**Stated problem**
Which lines in the records below contain the string "ball"? Pick out each one and copy it in full, counting a line only if the letters match in case.

___ Dataset entries

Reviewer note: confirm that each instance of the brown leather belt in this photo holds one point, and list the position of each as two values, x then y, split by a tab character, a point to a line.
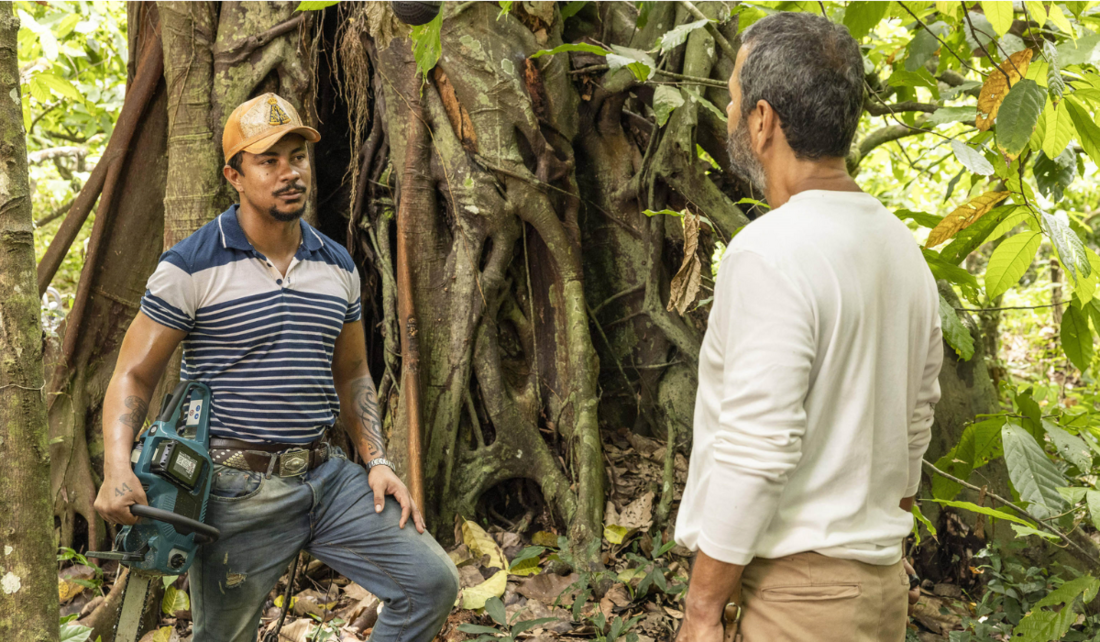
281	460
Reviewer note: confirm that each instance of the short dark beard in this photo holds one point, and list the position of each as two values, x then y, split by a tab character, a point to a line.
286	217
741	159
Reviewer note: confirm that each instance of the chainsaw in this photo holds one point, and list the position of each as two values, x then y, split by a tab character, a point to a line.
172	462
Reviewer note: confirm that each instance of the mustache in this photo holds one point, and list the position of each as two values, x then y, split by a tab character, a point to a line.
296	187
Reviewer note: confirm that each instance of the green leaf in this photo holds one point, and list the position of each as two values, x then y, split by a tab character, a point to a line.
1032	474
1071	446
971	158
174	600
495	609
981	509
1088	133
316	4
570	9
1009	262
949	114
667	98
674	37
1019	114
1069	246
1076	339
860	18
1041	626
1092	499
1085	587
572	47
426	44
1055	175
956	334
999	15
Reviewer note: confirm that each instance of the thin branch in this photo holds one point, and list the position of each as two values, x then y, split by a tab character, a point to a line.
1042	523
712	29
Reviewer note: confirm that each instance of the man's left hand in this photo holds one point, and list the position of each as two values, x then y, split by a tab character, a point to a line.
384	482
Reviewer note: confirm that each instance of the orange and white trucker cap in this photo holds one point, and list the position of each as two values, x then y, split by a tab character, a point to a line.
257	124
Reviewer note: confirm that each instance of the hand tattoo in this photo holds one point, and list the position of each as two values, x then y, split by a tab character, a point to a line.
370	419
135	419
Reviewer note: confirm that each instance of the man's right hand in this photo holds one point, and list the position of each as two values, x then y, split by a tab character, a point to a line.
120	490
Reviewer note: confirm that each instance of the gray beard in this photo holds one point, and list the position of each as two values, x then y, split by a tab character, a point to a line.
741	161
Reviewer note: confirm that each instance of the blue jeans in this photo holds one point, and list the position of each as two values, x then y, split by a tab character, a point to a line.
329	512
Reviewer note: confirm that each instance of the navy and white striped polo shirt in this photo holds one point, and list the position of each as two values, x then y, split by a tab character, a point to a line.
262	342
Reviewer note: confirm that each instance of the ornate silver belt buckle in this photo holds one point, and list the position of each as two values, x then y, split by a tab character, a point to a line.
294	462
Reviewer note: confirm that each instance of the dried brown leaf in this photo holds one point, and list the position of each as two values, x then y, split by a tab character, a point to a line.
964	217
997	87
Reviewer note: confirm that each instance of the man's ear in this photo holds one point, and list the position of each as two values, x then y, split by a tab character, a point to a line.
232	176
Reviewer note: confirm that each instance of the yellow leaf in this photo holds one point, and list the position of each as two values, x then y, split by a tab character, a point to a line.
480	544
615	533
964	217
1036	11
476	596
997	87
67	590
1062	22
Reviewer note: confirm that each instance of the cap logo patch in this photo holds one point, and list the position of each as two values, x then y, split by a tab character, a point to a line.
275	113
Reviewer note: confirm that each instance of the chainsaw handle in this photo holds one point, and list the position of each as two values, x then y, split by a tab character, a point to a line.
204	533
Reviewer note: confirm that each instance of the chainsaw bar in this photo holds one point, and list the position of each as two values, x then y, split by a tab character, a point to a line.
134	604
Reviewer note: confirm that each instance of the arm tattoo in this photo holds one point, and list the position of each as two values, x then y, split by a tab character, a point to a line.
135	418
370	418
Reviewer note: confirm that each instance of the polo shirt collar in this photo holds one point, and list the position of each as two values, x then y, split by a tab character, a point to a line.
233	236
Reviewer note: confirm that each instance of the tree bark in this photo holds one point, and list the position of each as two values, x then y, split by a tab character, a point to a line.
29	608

______
___ Dataset entries

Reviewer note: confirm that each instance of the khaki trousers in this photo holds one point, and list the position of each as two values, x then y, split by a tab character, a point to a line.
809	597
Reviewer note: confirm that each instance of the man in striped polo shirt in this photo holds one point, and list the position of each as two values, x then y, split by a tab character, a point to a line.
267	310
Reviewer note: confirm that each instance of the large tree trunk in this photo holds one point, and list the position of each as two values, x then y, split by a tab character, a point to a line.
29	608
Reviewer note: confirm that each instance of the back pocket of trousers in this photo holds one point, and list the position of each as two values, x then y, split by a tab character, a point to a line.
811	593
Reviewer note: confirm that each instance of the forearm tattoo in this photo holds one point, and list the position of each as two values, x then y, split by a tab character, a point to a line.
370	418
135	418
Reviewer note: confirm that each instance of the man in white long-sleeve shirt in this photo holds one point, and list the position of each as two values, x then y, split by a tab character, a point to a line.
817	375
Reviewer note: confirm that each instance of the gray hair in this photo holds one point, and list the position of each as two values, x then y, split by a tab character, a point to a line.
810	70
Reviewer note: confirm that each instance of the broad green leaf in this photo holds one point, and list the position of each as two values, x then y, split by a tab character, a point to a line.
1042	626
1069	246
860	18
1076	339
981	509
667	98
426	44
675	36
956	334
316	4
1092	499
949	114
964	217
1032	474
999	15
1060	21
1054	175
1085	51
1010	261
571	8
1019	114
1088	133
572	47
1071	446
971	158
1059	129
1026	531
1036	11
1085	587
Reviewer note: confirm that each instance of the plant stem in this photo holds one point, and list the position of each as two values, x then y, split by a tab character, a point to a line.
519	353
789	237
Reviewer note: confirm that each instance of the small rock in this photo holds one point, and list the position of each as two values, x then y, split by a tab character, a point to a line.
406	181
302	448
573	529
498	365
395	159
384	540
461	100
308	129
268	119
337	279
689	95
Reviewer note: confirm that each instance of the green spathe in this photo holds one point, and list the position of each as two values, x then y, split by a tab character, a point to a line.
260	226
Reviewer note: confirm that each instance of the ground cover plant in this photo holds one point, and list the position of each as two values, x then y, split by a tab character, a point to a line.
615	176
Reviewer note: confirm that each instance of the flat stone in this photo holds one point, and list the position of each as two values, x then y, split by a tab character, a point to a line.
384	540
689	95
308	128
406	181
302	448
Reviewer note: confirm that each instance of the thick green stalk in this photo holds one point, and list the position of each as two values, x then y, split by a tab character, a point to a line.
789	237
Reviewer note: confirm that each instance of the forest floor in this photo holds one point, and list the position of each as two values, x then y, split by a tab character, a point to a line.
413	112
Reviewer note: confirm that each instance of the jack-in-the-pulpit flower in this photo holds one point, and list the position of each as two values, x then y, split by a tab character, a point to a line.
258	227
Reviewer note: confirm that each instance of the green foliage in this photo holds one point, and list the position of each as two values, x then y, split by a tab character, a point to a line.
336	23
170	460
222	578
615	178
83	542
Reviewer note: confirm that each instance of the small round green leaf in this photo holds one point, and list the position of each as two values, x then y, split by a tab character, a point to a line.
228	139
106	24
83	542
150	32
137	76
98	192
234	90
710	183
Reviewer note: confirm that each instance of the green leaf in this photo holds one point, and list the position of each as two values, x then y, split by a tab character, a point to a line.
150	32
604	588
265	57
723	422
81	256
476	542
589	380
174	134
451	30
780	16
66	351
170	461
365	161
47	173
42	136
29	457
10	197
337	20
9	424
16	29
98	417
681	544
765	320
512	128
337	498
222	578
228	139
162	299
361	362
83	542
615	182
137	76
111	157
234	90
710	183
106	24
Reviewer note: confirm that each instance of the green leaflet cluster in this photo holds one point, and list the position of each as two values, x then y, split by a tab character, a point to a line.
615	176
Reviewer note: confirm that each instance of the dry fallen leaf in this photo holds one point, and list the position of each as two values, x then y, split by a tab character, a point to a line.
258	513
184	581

______
___ Dataset entries

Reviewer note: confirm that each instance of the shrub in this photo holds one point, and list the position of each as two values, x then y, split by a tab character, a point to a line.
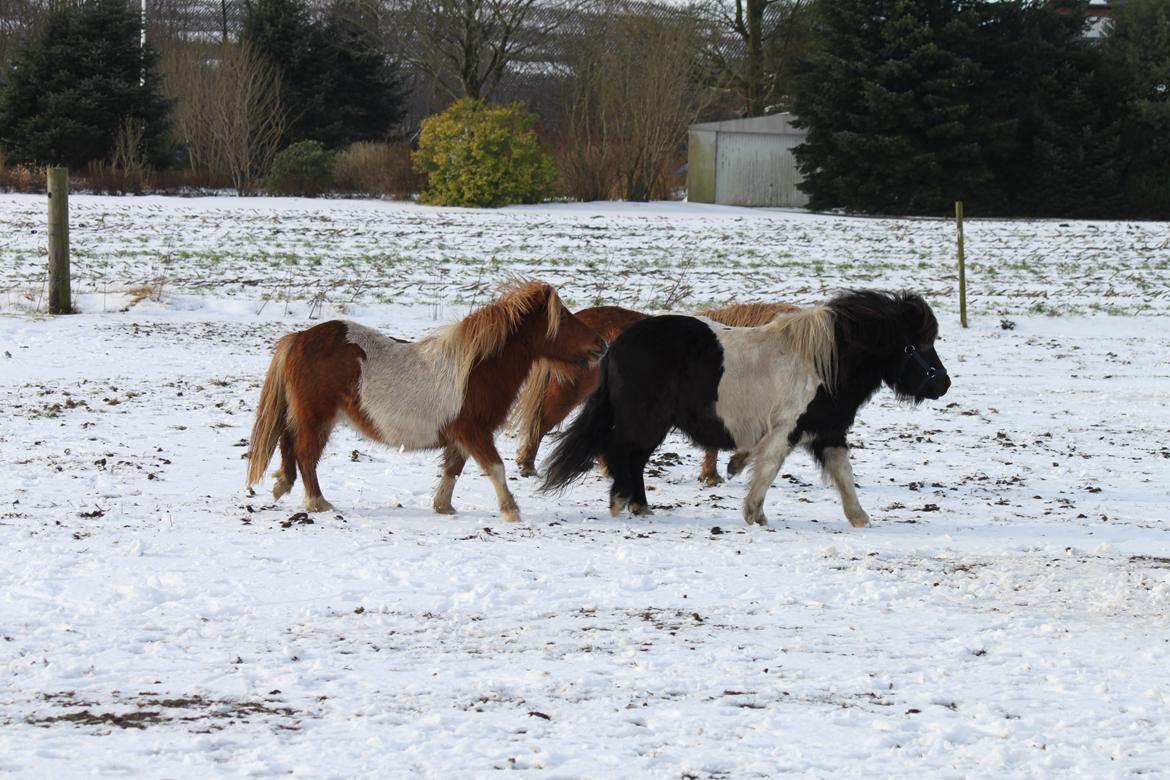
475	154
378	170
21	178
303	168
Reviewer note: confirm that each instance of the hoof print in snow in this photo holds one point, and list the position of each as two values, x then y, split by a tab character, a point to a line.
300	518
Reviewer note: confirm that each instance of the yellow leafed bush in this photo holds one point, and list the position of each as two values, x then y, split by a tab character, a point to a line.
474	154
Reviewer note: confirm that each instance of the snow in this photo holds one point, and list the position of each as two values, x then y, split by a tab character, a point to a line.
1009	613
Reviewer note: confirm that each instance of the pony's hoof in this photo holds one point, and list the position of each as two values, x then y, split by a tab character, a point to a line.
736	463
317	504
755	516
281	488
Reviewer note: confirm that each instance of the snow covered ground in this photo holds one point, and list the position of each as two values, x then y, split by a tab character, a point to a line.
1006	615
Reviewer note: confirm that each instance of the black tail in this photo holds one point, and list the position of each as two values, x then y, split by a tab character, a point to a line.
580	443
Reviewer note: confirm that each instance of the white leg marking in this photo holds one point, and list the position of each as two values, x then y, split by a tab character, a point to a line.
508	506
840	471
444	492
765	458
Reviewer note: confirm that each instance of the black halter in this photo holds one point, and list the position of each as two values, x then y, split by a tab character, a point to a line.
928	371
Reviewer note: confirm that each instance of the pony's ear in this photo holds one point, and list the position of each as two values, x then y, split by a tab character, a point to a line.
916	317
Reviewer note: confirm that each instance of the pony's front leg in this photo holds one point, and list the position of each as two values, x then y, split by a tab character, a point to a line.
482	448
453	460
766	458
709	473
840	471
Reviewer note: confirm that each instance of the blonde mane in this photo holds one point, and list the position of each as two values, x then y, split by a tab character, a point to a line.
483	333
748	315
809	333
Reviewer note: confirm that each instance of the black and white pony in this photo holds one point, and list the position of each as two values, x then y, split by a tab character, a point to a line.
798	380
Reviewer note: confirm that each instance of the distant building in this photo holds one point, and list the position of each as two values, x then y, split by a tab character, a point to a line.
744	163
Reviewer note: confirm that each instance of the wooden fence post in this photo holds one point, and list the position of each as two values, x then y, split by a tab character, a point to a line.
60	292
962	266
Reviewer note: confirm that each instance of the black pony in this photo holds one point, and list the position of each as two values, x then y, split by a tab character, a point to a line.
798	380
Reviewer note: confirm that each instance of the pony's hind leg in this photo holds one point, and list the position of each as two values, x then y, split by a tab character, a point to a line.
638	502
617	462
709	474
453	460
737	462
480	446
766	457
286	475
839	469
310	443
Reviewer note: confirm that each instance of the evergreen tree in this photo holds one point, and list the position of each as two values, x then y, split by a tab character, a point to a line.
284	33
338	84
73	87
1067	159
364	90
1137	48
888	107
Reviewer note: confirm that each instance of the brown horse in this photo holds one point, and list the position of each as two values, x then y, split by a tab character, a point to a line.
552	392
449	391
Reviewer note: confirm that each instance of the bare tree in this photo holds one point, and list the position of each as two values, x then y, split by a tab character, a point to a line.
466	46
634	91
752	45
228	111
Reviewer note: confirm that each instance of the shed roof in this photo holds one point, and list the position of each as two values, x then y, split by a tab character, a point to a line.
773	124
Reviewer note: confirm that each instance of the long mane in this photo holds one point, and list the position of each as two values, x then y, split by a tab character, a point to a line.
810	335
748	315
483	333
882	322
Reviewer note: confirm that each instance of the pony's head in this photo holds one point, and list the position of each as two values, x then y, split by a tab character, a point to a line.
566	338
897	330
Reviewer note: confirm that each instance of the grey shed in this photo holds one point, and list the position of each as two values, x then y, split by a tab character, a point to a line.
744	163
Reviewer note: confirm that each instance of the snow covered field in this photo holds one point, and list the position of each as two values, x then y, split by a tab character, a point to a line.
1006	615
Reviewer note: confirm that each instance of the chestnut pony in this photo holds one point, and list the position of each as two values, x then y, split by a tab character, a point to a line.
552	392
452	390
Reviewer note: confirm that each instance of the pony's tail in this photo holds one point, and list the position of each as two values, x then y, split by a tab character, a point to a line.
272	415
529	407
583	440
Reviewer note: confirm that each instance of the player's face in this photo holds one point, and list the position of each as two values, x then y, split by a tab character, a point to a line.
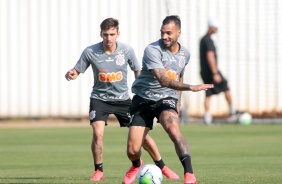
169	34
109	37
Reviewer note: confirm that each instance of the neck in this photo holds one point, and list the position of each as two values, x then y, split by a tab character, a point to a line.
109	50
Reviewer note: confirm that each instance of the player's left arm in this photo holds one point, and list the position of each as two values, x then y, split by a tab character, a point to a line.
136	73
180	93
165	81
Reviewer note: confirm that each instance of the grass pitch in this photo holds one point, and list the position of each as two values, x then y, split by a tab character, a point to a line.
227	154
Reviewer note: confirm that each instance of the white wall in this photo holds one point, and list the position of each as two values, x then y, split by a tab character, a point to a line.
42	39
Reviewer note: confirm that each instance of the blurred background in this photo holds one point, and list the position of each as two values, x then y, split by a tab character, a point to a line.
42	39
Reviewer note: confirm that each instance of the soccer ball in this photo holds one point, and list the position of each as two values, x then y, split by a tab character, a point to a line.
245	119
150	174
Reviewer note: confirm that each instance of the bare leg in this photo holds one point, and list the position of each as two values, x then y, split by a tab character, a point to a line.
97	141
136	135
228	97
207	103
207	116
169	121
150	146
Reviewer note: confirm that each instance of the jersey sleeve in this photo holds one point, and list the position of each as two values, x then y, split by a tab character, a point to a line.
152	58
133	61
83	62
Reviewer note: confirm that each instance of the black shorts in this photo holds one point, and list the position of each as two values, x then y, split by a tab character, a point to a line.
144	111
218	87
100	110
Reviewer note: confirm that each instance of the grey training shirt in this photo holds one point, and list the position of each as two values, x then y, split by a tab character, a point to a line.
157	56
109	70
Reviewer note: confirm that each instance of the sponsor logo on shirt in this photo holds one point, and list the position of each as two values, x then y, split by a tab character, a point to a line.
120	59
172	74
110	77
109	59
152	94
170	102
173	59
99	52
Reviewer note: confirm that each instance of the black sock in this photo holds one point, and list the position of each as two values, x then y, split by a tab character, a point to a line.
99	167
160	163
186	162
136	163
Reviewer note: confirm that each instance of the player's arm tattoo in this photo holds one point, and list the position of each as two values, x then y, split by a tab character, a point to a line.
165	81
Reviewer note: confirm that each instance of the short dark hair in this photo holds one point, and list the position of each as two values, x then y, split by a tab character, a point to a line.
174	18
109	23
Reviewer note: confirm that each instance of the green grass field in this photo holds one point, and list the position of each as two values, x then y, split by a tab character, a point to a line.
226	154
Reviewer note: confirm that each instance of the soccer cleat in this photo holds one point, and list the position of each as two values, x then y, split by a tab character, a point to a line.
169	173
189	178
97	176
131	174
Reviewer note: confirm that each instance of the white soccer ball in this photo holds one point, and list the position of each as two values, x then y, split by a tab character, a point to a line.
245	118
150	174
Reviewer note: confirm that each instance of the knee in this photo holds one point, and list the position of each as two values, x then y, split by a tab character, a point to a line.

______

**Response to this exercise**
Reviewer note: confirm that each instance of the soccer ball in this photo holds one point, and list the position of each as two values, x then y, split by a tab character, a point to a line.
Reviewer note: confirm that each instance of the white soccer ball in this photo holds one point, and list the position of each as two values, x then y, split by a tab character, a point to a line.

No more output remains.